-- Assignment --
Beginning at the line that holds "Spot the white", restate each line exactly through the final line of the records. Include both of those lines.

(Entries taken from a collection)
================
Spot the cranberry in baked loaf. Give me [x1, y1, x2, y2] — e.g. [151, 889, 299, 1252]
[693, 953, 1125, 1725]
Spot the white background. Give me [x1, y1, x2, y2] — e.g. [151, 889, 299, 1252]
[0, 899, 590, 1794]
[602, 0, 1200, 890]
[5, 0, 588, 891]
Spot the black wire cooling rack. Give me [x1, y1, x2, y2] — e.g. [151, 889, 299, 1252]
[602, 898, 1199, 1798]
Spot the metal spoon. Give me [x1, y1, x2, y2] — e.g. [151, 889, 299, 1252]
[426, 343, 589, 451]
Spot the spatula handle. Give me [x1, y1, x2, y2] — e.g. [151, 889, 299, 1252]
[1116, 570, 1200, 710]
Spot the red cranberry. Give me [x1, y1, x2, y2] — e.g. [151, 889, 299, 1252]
================
-- Result of this task --
Spot the white background. Give me [x1, y1, x2, y2] — e.g. [151, 889, 299, 1252]
[0, 899, 590, 1794]
[602, 0, 1200, 890]
[5, 0, 588, 891]
Spot the black wire cooling rack. Give me [x1, y1, x2, y2] — e.g. [151, 889, 299, 1252]
[602, 898, 1199, 1798]
Spot the metal spoon. Give me [x1, y1, x2, y2] — e.g. [151, 889, 299, 1252]
[426, 343, 589, 451]
Spot the spatula handle. Give me [x1, y1, x2, y2] — e.g. [151, 889, 299, 1252]
[1116, 570, 1200, 710]
Spot the red cranberry. Give me [x1, y1, x2, y2] — e.g. [151, 889, 299, 1252]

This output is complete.